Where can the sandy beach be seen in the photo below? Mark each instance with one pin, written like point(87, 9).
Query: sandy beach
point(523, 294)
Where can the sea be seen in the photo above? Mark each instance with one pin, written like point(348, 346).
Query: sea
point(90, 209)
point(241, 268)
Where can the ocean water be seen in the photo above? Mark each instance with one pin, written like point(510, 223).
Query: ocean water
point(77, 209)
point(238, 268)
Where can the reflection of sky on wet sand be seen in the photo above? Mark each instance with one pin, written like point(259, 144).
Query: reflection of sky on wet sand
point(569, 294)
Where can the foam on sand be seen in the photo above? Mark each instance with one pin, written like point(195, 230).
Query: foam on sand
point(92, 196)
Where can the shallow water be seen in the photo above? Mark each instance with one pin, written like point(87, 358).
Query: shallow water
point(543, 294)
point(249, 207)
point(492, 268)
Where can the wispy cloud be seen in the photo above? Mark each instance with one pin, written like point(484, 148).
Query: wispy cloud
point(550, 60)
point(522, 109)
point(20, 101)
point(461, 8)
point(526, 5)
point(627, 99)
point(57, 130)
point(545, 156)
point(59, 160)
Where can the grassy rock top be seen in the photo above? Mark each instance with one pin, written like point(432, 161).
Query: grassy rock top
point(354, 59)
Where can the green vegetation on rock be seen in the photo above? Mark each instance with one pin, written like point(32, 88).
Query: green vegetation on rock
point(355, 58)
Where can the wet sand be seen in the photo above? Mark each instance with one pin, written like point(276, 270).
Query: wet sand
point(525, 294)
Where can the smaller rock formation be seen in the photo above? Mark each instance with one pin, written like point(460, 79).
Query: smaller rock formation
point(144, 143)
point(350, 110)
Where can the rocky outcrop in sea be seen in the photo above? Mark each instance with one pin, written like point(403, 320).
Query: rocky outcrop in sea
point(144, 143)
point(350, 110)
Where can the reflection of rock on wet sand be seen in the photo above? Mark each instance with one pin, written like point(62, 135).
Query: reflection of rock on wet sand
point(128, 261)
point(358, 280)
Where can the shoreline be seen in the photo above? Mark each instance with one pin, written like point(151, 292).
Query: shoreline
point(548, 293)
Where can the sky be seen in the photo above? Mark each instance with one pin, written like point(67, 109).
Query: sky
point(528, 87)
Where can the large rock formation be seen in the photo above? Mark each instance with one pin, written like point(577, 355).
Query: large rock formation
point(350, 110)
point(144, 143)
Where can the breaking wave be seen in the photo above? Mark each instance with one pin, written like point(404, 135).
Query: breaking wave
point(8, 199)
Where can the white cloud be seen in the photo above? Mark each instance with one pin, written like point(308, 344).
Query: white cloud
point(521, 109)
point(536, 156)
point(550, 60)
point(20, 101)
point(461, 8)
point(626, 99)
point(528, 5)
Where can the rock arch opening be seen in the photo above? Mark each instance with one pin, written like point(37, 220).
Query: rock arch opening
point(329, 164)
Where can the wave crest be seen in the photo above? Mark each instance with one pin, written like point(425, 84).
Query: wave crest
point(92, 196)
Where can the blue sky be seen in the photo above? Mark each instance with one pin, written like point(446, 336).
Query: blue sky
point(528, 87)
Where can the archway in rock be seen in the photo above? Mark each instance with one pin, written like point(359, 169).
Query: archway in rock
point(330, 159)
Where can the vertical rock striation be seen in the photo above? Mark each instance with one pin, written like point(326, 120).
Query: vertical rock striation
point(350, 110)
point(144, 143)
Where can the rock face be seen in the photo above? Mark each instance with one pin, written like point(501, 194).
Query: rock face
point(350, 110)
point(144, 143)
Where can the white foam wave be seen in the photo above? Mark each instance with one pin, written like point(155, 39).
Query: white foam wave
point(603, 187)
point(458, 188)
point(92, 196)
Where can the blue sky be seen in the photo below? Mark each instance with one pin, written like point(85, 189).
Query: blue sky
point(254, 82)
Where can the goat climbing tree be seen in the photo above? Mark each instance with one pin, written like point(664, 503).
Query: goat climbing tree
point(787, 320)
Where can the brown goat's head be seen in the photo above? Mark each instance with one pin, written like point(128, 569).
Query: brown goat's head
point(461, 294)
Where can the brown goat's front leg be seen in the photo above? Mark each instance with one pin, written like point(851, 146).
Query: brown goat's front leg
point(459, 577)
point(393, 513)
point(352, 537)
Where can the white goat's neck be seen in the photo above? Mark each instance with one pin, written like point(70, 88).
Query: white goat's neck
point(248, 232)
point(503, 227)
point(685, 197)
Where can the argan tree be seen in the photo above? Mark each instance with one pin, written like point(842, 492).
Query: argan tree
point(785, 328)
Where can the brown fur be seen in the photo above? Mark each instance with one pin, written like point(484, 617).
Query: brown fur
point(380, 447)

**Short task:** Would you restate each of the entries word for word?

**Task answer:**
Where can the sandy beach be seen in the photo below? Mark each instance with one pin, written like point(87, 9).
Query: sandy beach
point(523, 294)
Where can the sea be seen in the photo above? Mark each instance with one pin, written like point(348, 346).
Query: sea
point(90, 209)
point(241, 268)
Where can the ocean water be seen in the photo above? Mark each instance with one pin, written like point(510, 223).
Query: ocean water
point(77, 209)
point(238, 268)
Where can the reflection of sky on wet sand be seen in the photo above? Mark each instance with one pin, written like point(259, 144).
Query: reflection of sky on wet sand
point(569, 294)
Where can the foam on sand be seen in the photo above? Mark each instance with one pin, written like point(195, 230).
Query: foam on sand
point(92, 196)
Where can the shallow water be seen in the photo above? Mark each instance with one pin, written like point(87, 358).
Query: shallow water
point(543, 294)
point(249, 207)
point(492, 268)
Where can the wispy cloud be seen in the photo above? Mark each instance with one pin, written like point(484, 148).
Query: wispy cloud
point(550, 60)
point(522, 109)
point(20, 101)
point(461, 8)
point(526, 5)
point(627, 99)
point(57, 130)
point(545, 156)
point(59, 160)
Where can the grassy rock top be seen in the photo above? Mark each instance with one pin, written like point(432, 161).
Query: grassy rock top
point(354, 59)
Where can the green vegetation on rock be seen in the photo above? Mark each instance with one pin, written like point(32, 88).
Query: green vegetation on rock
point(355, 58)
Where can the wet sand be seen in the photo above? Mark each instance with one pin, written like point(276, 270).
Query: wet sand
point(525, 294)
Where can the smaller rock formation be seen in the photo above? Mark each instance with one pin, written like point(460, 79).
Query: smaller rock formation
point(144, 143)
point(350, 110)
Where can the rocky outcrop in sea be seen in the photo above? Mark each instance with one pin, written like point(403, 320).
Query: rocky outcrop in sea
point(144, 143)
point(350, 110)
Where can the reflection of rock on wet sand be seen in the photo above? Mark each instance with one pin, written like point(62, 135).
Query: reflection of rock on wet sand
point(128, 261)
point(358, 280)
Where can the shoreline be seen in the photo above? Mark each instance with one pin, written like point(151, 292).
Query: shoreline
point(548, 293)
Where can the sky be seen in the photo above? Mark each instance with one pin, written like point(67, 109).
Query: sky
point(528, 87)
Where can the large rock formation be seen in the photo above? Mark each instance with one pin, written like point(577, 355).
Query: large rock formation
point(350, 110)
point(144, 143)
Where can the breaking wave be seen in the photo above? Mark each instance with one pin, written like point(404, 135).
Query: breaking wave
point(8, 199)
Where can the white cloud be seen in the photo above? Mark each instance with one pin, written like point(308, 344).
Query: white cloud
point(521, 109)
point(536, 156)
point(550, 60)
point(20, 101)
point(461, 8)
point(626, 99)
point(528, 5)
Where can the rock arch opening be seen in the photo above? Mark each instance with one pin, written like point(37, 220).
Query: rock arch opening
point(329, 164)
Where can the wave crest be seen in the photo above? Mark each instance with one pin, written like point(425, 84).
Query: wave crest
point(92, 196)
Where can the blue sky be seen in the photo above? Mark each instance with one pin, written like point(446, 336).
Query: blue sky
point(528, 87)
Where can the archway in rock be seen in the photo above? Mark each instance with one pin, written like point(359, 169).
Query: archway in rock
point(330, 159)
Where can the vertical rock striation be seen in the photo above? Mark each instance with one pin, written like point(326, 120).
Query: vertical rock striation
point(350, 110)
point(144, 143)
Where can the rock face be seen in the photo above? Mark each instance with one pin, written like point(501, 194).
Query: rock face
point(350, 110)
point(144, 143)
Where can the white foam wave be seen in the photo above? Mark each instance with one pin, written like point(155, 39).
Query: white foam wave
point(603, 187)
point(458, 188)
point(92, 196)
Where can the blue sky be seen in the photo below? Mark each instance with one pin, written like point(85, 189).
Query: blue sky
point(254, 82)
Where can the goat climbing tree be seen in the photo above? Mark each instance with one pin, written like point(664, 503).
Query: goat climbing tree
point(787, 320)
Where can the brown goat's head be seen in the photo above? Mark each instance with one pin, written like point(128, 569).
Query: brown goat's head
point(461, 294)
Where can the brown goat's front leg be seen in the photo above? Mark each instance with one pin, written like point(851, 146).
Query: brown goat's front leg
point(459, 577)
point(393, 513)
point(352, 537)
Where can the white goat's neck be seen in the photo above? Mark each instance with one pin, written like point(70, 88).
Query: white goat's neck
point(248, 232)
point(503, 227)
point(685, 197)
Where can the argan tree be seen in the photo above? Mark each instance with one pin, written like point(842, 492).
Query: argan tree
point(785, 328)
Where can the brown fur be seen in the photo above? Mark each instance with one pin, written like point(484, 617).
Query: brown fur
point(380, 447)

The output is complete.